**Instruction**
Pick out every line in the listing below that contains the word "ground", and copy each one out unchanged.

**Data entries**
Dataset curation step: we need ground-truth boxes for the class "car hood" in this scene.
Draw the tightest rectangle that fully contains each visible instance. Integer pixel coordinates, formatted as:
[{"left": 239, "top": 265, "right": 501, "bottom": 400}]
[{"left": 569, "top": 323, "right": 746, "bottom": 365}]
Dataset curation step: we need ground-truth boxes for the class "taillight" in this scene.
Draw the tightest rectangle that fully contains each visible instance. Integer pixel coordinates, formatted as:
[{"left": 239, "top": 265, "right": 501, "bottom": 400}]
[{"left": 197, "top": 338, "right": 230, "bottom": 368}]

...

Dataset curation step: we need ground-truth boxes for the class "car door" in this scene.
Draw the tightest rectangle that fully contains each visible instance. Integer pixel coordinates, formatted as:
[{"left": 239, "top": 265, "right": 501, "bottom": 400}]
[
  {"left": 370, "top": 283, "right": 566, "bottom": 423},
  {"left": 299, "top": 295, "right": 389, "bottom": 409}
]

**Response to this task**
Dataset curation step: we need ground-truth boxes for the class "car hood" in this scene.
Dataset curation step: we need ground-truth boxes for the class "taillight" in this scene.
Dataset curation step: we need ground-truth boxes for the class "car door" in this scene.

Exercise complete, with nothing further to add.